• **Textauszug**
Tichys Einblick
Apokalypse, Traumtänzerei und sexy Aktien

Die Grünen: Ein Medienhype

Kurz vorm sonntäglichen Mittagessen hatte der Autor bereits einen dicken Brocken zu verdauen. Das hatte er auch davon, wenn er beim Durchzappen der Programme ausgerechnet im Presseclub auf Phoenix hängengeblieben ist.

Screenprint: ARD/Presseclub
Die Zeitung kann man ja selbst lesen, auf Papier oder online – und dennoch lässt sich der Autor dieser Zeilen ganz gern schon einmal die politische Welt von den Vertretern seiner Zunft erklären.

Zumal das Thema derzeit ja fast alle wie paralysiert zurücklässt: „Die Grünen im Höhenflug – politische Abstauber oder Volkspartei für einen neuen Zeitgeist?“. Am Wochenende vermeldete die vereinte Presse, die Grünen haben sogar die CDU überholt.

Da saßen sie nun bei Moderator Volker Herres und konnten nicht anders. Immerhin ein Diskussionsleiter und kritisch Fragender, der die Kollegen nicht mit Plattitüden davonkommen ließ. Interessant auch, dass sich im asketischen Raum ohne „Special Effects“ und Blue-Box das gespaltene Meinungsdeutschland im Halbkreis sitzend befand.

Mit dem Spiegel-Online-Autor Christian Stöcker und Jana Hensel, ZEIT Online (ja, die Autorin, der Habecks Golfsocken mit Loch absichtlich nicht entgangen sind) zwei Journalisten, die, ja, man muss es so formulieren, den Grünen und Robert Habeck wohlgesonnen sind. Ihre neutrale Distanz vergessend.

• **Die Einträge**
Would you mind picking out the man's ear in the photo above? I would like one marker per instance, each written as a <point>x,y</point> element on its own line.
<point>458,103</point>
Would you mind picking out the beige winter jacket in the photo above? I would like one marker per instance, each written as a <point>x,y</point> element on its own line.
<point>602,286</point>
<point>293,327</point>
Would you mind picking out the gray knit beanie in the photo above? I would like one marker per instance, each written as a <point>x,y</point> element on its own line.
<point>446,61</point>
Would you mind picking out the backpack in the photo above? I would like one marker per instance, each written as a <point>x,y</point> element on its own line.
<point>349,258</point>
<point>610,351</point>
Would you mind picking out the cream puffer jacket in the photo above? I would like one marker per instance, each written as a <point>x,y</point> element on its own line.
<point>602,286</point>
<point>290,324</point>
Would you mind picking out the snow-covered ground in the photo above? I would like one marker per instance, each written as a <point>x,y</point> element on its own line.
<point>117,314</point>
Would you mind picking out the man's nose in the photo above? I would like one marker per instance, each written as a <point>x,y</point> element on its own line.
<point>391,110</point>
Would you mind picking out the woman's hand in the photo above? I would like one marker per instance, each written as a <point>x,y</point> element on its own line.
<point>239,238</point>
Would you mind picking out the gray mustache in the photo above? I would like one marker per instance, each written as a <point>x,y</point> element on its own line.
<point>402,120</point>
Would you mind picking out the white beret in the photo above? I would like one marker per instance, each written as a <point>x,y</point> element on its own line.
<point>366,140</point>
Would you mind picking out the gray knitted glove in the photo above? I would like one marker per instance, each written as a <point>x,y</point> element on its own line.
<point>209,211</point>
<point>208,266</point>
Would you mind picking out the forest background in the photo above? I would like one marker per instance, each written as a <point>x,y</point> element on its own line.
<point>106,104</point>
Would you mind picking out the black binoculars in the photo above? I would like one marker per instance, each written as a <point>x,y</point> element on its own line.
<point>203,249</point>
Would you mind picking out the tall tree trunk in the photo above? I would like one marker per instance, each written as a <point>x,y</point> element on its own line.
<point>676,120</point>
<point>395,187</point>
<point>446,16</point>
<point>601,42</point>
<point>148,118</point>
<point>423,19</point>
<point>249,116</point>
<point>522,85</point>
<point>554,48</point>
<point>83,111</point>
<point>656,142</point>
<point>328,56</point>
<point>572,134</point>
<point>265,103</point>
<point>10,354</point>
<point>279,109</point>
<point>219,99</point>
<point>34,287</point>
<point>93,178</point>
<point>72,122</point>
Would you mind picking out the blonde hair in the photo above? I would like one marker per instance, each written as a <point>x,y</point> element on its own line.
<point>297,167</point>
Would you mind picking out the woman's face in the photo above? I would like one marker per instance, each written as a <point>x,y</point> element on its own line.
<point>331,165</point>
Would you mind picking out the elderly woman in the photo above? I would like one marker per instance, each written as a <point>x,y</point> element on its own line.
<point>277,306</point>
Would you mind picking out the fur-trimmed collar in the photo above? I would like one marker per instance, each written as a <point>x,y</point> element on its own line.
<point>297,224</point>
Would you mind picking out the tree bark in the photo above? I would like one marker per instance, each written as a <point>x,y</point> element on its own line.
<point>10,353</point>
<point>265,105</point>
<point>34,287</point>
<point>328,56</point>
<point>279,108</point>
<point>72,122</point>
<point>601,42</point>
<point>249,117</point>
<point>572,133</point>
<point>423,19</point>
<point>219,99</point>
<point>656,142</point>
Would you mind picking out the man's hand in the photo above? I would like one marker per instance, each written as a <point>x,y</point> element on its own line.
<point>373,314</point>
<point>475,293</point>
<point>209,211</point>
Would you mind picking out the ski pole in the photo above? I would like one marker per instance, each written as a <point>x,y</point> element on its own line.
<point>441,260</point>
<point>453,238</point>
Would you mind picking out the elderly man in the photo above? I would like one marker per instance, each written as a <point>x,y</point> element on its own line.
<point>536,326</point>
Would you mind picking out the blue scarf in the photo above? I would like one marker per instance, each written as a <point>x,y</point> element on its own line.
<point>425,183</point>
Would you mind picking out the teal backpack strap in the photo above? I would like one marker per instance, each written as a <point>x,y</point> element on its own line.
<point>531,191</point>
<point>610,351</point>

• **Aufgaben**
(1) Schreib den Abschnitt der Einträge von ihrem Anfang bis einschließlich der Zeile mit „<point>293,327</point>“ unverändert ab.
(2) Schreib den Text über die Grünen im Presseclub weiter, direkt im Anschluss an seinen letzten Satz.

• **Die Antworten**
(1)
Would you mind picking out the man's ear in the photo above? I would like one marker per instance, each written as a <point>x,y</point> element on its own line.
<point>458,103</point>
Would you mind picking out the beige winter jacket in the photo above? I would like one marker per instance, each written as a <point>x,y</point> element on its own line.
<point>602,286</point>
<point>293,327</point>

(2)
Außerdem, ein wenig konservativer und realistischer, sowie stark analysierend, Cordula Tutt, Autorin der Wirtschaftswoche und von der „Rheinischen Post“ Chefredakteur Michael Bröcker. Der saß mit seiner bequemen, aber hellwachen Art neben Jana Hensel, die stets angespannt, unlocker und belehrend wirkte. Fast wie das bekannte grünlinke Klientel, das derzeit für die hohen Beliebtheitswerte sorgt. Immer mit dieser, auf die Stirn gebrannten Attitüde, was wundert ihr euch eigentlich über den Erfolg der Grünen? Ist doch logisch und total normal, wir stehen für das Gute in dieser Welt.

Und, Entschuldigung, was heißt hier, ob es ein Medienhype sei, der die Grünen pushe? Jana Hensel nutzt ungefragt eine halbe Minute dafür, sich für die mediale Kritik zu rechtfertigen, sie habe in ihrem Artikel jüngst über Robert Habeck die journalistische Distanz missen lassen. Tja, Jana Hensel (mehrmals schulmeisterlich gegenüber dem Moderator und den Kollegen, „…lassen sie mich bitte ausreden“) verstieg sich sogar darin, die Kritiken seien sexistisch und unsachlich gewesen. Nur, Moderator Volker Herres hatte gar nicht danach gefragt.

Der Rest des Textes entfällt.